À faire
**1)** Relevez tous les verbes conjugués du texte sur la demande en métaux, dans leur ordre d'apparition.
**2)** Prolongez le texte sur la demande en métaux et les ressources minérales à partir de sa dernière phrase.

___ Texte à lire ___

La demande croissante en métaux (de bases ou de métaux rares), associée à une pénurie pour certains d’entre eux, entraine une forte relance des activités liées aux ressources minérales. Elle rend d’autant plus importante la compréhension des processus d’enrichissement en métaux et la proposition de modèles métallogéniques. Dans le contexte particulier des nouveaux axes politiques sur les ressources minérales, les méthodologies d’analyse sont encore largement imparfaites, voire exploratoires, pour certains outils. Par ailleurs, l’amélioration des instruments encourage l’analyse d’échantillons de plus en plus variés à une échelle de plus en plus fine.

___ Extraits des entrées ___

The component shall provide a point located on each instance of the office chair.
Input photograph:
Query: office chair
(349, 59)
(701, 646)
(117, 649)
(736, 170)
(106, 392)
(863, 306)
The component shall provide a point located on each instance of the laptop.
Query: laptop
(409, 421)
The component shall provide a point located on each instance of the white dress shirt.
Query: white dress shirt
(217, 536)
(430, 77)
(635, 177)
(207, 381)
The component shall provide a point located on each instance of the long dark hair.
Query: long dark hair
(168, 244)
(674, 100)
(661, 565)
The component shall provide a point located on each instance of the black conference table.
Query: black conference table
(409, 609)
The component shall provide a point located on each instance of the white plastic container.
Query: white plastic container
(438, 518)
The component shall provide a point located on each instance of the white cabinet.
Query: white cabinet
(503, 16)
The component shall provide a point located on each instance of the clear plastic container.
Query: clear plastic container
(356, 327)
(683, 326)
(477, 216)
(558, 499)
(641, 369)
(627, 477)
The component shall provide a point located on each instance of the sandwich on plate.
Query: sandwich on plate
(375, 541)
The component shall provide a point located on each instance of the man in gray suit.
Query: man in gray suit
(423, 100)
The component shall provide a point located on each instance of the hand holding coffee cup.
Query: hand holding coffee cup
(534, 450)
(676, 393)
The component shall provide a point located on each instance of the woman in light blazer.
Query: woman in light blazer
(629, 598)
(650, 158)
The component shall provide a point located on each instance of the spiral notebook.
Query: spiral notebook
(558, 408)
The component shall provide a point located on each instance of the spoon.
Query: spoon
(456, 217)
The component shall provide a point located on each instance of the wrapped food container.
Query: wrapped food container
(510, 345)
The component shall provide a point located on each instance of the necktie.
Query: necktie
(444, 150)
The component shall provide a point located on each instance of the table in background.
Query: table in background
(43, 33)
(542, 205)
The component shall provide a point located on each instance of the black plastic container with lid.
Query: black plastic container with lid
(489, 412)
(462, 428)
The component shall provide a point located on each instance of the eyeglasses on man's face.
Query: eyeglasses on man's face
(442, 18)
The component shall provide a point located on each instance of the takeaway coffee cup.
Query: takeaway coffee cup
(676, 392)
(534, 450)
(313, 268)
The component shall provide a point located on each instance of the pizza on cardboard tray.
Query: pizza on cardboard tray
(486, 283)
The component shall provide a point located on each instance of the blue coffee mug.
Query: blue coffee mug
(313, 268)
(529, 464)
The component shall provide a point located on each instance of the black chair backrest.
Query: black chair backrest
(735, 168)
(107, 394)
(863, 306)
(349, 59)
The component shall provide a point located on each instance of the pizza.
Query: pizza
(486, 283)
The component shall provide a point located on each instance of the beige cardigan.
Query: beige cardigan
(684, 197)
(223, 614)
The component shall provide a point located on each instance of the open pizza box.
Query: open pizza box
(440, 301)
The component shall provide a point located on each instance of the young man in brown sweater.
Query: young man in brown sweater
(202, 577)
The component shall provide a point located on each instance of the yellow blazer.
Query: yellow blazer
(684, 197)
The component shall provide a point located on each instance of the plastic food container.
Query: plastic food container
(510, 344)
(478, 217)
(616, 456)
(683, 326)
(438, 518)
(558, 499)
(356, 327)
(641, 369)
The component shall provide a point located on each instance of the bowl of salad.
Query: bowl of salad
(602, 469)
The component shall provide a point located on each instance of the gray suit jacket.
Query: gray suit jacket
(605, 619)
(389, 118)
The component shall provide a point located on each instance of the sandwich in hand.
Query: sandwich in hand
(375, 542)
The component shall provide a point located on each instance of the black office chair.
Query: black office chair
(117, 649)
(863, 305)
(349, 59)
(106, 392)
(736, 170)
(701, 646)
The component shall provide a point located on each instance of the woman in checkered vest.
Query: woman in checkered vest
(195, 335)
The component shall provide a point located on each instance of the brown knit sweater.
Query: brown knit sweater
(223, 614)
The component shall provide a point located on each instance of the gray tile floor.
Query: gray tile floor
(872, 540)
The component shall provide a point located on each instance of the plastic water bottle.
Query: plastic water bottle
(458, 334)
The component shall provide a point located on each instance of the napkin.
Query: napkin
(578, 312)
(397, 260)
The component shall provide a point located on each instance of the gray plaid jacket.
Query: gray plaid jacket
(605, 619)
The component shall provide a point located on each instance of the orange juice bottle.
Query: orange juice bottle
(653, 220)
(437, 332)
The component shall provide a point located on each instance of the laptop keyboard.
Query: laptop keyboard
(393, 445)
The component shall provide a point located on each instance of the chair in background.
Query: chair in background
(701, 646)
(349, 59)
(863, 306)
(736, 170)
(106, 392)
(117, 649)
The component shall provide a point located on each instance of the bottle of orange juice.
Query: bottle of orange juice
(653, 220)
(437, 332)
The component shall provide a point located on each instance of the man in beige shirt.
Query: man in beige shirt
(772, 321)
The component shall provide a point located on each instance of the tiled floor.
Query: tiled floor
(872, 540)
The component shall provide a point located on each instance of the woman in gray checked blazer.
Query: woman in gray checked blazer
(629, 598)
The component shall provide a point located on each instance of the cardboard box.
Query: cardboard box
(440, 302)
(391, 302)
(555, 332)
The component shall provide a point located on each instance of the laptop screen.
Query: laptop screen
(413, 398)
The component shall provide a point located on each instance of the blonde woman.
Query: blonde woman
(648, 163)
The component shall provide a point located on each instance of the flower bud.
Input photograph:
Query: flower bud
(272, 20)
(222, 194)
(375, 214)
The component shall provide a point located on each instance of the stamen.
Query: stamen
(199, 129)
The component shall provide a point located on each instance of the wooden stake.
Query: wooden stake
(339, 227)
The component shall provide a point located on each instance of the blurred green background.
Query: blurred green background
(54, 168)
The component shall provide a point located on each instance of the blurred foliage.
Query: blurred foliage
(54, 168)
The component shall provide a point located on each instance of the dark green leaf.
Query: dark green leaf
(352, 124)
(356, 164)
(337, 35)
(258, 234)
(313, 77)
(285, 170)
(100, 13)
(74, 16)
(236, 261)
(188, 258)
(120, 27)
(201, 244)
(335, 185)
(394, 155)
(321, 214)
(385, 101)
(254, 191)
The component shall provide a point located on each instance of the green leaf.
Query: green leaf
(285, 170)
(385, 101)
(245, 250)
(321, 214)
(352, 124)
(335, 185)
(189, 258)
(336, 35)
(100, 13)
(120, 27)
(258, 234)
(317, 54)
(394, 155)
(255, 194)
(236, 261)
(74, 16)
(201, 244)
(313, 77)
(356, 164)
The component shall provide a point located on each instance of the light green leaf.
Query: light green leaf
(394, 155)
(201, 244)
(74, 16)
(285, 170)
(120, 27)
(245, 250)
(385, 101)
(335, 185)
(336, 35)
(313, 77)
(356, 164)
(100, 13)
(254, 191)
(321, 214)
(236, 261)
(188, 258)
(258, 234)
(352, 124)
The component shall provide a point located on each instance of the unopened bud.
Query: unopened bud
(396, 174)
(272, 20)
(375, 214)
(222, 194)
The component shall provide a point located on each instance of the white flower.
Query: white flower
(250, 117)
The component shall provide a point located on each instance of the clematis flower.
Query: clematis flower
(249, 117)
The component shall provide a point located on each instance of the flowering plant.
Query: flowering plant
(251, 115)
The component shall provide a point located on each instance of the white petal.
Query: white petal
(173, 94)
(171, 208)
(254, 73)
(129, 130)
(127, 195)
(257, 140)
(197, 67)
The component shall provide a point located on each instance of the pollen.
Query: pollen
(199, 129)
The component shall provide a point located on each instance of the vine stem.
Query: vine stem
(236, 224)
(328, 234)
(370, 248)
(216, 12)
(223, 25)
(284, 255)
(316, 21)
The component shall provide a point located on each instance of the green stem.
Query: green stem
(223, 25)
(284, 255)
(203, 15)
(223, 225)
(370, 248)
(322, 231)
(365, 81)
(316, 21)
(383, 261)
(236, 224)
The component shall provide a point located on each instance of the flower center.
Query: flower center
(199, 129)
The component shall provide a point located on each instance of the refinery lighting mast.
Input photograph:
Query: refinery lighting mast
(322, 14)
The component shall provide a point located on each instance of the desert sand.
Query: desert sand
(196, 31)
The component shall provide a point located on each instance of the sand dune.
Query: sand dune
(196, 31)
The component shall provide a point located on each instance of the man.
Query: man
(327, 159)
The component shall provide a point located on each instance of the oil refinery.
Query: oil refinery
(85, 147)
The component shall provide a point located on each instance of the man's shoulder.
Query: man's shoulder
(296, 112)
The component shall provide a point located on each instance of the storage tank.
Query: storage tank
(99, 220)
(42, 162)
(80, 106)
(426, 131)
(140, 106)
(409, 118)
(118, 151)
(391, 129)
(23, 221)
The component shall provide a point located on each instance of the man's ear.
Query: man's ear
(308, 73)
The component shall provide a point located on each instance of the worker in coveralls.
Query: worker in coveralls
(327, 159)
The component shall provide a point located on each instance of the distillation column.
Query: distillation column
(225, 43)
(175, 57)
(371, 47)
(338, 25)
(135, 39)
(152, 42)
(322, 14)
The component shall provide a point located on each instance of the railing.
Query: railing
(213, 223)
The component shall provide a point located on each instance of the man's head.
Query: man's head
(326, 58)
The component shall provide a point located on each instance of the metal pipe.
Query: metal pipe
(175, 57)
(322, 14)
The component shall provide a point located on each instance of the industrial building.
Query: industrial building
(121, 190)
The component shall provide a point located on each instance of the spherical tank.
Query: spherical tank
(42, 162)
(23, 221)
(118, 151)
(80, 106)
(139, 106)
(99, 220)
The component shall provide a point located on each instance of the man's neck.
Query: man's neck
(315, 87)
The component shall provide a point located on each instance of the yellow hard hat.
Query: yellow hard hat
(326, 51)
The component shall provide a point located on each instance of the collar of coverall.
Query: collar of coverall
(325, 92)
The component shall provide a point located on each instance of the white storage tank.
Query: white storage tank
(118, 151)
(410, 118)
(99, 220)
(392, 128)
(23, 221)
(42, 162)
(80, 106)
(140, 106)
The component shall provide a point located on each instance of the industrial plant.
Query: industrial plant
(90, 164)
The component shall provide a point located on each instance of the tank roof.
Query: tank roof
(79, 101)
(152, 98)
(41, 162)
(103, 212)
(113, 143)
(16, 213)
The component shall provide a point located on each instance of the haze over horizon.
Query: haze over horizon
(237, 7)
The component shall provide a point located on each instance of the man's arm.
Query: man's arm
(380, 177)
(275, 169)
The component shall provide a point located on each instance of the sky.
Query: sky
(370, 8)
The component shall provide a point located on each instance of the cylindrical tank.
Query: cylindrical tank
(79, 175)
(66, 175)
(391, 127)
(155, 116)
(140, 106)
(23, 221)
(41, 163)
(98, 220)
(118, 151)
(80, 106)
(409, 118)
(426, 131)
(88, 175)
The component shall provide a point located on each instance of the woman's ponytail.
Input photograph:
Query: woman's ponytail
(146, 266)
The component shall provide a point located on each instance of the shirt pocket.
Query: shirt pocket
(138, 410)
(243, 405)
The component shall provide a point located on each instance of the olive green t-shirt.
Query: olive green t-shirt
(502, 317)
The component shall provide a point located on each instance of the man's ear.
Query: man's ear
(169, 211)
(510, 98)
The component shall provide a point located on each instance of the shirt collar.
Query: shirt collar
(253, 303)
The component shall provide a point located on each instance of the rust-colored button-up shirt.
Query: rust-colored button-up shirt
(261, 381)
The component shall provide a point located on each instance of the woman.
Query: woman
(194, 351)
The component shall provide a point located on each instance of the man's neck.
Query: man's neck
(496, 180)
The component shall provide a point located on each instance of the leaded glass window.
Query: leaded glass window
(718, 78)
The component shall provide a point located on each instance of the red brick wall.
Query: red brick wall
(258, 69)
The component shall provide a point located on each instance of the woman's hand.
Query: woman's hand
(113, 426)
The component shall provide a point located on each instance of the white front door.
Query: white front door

___

Réponses rédigées
**1)** entraine, rend, sont, encourage

**2)**
La géochimie isotopique s’est révélée d’un apport important quant à l’identification et la caractérisation de gisements métalliques, par l’utilisation d’outils isotopiques traditionnels utilisés classiquement (isotopes du plomb, isotopes du soufre). La dernière décennie a vu une très importante évolution des technologies analytiques, notamment avec l’apparition des ICP-MS à multicollection, donnant accès à la mise au point de nouvelles méthodes d’analyses isotopiques, tels les isotopes du cuivre, du zinc, du molybdène, de l’osmium, etc… La combinaison de ces éléments n’a pour l’instant été que très peu utilisée alors qu’elle pourrait améliorer notre connaissance des gisements métalliques à travers le traçage des sources, la compréhension de la mobilité des métaux ou les processus de concentration des métaux.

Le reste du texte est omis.